Exercise requirements: Find every line in the rows below that contains the string "blue", matching case exactly, and copy each of those lines.

[Rows of named objects with points]
┄┄┄┄┄┄┄┄┄┄┄┄┄┄┄┄┄┄┄┄
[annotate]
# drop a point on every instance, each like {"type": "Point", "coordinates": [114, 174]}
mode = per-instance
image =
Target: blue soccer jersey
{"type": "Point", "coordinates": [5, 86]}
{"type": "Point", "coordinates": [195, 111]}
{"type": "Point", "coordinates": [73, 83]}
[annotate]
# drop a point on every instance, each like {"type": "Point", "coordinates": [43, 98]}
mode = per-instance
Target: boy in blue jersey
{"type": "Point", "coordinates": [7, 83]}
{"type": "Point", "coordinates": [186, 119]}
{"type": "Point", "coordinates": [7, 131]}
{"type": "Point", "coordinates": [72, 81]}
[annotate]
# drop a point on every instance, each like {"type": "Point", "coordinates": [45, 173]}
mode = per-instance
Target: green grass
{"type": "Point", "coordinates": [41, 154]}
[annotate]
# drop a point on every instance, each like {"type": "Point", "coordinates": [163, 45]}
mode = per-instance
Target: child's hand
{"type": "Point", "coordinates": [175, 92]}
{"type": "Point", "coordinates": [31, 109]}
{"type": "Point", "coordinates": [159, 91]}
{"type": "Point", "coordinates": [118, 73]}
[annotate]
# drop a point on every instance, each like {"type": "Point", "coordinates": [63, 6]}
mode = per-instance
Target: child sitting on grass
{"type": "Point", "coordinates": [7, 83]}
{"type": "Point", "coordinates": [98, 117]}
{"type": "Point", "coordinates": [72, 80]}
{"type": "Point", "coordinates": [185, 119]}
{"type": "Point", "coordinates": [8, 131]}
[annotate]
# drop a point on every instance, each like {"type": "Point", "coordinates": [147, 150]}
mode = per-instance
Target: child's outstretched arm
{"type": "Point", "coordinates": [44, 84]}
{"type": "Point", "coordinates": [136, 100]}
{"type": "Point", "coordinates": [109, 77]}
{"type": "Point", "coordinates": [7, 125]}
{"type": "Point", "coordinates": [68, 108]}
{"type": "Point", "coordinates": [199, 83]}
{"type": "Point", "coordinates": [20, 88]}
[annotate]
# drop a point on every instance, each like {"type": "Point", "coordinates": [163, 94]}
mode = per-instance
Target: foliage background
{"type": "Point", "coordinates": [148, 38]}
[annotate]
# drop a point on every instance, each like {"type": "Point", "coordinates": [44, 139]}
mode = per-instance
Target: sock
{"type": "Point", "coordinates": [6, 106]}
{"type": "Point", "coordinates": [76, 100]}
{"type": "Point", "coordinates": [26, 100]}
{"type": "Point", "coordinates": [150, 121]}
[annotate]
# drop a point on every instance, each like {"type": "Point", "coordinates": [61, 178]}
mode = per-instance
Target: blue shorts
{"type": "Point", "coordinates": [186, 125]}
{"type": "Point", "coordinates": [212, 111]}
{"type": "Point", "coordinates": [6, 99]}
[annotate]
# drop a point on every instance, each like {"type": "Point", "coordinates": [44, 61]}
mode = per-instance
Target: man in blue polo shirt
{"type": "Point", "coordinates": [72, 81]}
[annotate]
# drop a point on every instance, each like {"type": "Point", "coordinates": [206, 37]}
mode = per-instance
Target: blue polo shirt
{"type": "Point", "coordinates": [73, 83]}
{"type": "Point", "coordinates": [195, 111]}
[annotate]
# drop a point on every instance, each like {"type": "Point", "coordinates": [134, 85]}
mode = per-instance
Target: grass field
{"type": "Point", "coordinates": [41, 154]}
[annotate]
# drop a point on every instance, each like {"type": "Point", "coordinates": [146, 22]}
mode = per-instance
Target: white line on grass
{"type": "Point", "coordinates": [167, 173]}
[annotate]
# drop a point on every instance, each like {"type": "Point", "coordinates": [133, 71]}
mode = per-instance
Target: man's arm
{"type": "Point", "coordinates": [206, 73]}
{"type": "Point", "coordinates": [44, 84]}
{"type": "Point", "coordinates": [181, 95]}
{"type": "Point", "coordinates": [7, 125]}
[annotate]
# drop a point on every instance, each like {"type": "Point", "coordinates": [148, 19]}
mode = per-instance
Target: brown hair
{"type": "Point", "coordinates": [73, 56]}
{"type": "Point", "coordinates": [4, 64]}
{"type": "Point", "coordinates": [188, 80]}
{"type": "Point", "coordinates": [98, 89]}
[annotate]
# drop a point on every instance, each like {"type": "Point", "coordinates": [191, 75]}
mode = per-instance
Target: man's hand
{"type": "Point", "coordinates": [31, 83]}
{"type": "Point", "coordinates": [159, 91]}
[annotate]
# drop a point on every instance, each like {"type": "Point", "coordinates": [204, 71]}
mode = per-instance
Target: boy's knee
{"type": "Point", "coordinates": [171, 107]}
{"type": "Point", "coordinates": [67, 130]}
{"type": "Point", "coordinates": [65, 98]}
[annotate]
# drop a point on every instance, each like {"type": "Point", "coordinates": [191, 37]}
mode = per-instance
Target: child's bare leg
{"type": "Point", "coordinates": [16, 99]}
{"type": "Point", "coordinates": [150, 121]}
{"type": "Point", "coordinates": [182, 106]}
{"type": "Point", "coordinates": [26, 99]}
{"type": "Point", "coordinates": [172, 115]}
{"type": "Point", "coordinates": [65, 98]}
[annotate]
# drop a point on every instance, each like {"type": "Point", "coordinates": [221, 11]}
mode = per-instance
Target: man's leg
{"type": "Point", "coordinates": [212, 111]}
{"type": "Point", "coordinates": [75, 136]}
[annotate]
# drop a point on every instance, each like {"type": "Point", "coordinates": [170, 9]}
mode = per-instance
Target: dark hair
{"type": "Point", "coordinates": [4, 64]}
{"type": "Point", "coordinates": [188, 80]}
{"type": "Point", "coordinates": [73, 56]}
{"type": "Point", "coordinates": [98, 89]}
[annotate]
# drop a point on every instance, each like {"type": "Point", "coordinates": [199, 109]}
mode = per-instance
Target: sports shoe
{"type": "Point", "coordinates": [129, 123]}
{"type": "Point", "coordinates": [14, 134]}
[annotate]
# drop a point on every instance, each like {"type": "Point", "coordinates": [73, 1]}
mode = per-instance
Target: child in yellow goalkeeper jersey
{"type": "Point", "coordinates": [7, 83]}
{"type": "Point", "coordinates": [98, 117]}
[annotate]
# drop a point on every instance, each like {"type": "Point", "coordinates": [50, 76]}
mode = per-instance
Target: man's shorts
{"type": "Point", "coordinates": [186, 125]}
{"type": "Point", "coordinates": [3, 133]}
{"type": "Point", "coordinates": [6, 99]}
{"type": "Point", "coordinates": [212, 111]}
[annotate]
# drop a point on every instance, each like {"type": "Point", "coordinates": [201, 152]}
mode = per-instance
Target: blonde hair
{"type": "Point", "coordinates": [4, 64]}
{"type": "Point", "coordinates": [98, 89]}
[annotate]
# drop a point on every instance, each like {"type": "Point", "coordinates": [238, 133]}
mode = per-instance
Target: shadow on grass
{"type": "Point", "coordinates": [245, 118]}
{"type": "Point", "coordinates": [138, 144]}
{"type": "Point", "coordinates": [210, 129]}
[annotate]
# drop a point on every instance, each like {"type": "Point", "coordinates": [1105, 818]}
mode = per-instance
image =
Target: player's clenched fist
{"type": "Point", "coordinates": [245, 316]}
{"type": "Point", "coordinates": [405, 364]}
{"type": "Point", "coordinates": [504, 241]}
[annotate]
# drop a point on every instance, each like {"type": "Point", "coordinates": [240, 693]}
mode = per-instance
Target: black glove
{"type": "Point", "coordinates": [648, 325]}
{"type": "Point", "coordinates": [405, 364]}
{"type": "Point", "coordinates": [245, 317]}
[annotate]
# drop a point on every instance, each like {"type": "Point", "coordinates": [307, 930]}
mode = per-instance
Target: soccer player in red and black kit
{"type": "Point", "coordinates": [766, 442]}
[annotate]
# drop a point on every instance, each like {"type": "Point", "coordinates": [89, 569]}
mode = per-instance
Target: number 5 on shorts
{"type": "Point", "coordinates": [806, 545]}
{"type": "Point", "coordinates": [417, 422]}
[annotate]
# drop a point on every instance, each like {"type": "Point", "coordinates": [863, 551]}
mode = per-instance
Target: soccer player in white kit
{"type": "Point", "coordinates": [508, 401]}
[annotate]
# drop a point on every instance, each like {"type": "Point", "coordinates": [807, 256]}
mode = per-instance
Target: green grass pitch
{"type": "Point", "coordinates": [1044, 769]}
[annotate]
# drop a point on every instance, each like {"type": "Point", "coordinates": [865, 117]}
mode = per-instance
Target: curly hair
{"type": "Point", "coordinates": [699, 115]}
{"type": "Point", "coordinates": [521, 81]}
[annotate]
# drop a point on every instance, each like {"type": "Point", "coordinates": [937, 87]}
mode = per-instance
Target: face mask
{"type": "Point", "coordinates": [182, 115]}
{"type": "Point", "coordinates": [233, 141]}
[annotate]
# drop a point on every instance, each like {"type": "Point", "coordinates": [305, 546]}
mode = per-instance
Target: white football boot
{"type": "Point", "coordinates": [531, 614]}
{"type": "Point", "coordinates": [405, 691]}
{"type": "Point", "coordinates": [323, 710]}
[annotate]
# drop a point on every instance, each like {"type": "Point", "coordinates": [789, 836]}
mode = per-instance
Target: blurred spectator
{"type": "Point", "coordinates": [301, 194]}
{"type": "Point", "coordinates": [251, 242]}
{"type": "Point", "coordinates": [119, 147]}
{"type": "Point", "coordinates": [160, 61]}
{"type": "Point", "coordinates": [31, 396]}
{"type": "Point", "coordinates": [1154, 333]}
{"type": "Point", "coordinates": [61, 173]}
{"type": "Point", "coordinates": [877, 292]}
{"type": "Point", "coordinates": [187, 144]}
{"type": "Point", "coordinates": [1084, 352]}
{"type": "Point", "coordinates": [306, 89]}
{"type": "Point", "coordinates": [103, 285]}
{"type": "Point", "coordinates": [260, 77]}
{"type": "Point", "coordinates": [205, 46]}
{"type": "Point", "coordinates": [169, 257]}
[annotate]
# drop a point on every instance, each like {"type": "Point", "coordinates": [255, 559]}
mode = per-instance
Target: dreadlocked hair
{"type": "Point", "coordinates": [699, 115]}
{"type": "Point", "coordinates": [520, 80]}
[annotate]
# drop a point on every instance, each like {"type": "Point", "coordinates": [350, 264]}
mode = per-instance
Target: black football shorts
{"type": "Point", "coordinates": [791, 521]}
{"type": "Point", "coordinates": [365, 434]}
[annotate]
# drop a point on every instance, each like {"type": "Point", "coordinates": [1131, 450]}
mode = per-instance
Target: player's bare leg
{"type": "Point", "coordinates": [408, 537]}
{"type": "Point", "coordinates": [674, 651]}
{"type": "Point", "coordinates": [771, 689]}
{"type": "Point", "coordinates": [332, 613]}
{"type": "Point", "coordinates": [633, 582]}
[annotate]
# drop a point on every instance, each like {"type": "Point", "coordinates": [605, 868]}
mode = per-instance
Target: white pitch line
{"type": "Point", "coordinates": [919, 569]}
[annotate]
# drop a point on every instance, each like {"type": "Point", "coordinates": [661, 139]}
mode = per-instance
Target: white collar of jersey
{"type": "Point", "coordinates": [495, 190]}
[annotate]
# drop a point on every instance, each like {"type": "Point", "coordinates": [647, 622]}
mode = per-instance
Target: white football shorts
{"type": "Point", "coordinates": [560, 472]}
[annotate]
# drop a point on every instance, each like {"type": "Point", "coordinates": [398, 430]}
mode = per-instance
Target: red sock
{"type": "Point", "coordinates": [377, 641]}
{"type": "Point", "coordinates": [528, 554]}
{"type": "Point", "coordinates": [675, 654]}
┄┄┄┄┄┄┄┄┄┄┄┄┄┄┄┄┄┄┄┄
Solution for this exercise:
Target: blue soccer jersey
Target: boy in blue jersey
Target: blue shorts
Target: man in blue polo shirt
Target: blue polo shirt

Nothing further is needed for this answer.